# TASK PROMPT:
Go over the data and keep only the lines that include "block".

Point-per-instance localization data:

[Start of Attachment]

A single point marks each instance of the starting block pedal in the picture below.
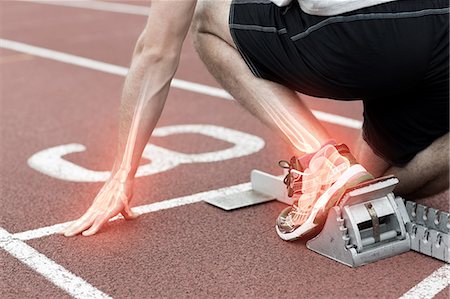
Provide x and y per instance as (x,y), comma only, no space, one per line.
(429,231)
(264,187)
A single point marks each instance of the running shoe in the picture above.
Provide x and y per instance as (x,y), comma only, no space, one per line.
(317,188)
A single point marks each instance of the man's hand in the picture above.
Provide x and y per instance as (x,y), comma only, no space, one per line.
(112,199)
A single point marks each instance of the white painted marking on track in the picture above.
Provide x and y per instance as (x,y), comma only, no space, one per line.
(144,209)
(51,162)
(177,83)
(431,285)
(98,5)
(55,273)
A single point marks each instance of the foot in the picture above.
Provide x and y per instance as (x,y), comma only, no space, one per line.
(330,172)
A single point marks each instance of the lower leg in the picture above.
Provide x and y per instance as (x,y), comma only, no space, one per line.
(275,105)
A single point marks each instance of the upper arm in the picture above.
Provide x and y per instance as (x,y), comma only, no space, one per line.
(167,25)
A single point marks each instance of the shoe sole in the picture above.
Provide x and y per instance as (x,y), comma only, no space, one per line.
(321,203)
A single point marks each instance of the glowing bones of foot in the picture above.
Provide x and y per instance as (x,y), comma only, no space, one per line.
(325,167)
(292,128)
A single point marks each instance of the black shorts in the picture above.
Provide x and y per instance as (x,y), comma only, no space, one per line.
(393,56)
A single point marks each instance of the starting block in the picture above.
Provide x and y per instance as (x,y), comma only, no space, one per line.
(368,224)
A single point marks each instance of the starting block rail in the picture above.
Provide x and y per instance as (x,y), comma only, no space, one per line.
(368,224)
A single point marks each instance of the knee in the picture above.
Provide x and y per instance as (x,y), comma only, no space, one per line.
(200,22)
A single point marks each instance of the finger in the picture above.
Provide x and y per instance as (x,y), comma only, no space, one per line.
(80,225)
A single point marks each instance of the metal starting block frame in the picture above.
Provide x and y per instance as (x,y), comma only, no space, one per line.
(368,224)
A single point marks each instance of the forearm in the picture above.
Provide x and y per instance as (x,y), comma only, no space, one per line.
(154,63)
(143,97)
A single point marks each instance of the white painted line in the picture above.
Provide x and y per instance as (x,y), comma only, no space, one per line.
(55,273)
(177,83)
(144,209)
(430,286)
(98,5)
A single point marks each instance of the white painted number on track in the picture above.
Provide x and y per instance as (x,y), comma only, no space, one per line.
(52,163)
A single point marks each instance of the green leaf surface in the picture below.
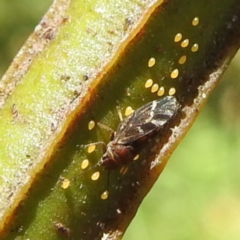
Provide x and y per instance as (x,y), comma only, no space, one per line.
(84,60)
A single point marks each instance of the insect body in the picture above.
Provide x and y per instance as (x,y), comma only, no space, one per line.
(135,131)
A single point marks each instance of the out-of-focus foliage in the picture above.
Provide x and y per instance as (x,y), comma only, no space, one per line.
(197,196)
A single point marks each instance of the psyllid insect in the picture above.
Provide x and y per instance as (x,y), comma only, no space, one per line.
(136,130)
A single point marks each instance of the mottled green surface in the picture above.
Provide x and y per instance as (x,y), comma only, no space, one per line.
(180,196)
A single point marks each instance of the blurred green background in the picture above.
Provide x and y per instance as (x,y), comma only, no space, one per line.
(198,194)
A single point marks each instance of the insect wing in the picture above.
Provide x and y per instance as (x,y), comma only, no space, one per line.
(148,118)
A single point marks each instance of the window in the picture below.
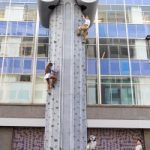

[End of Attachment]

# RESULT OF THIS EXERCISE:
A single point marks each instance of the starting block pedal in the picture below.
A single point marks each instance of the starting block in the picture above.
A single point marks each instance of the starting block rail in the picture above.
A single point marks each instance of the metal starting block frame in the picture above.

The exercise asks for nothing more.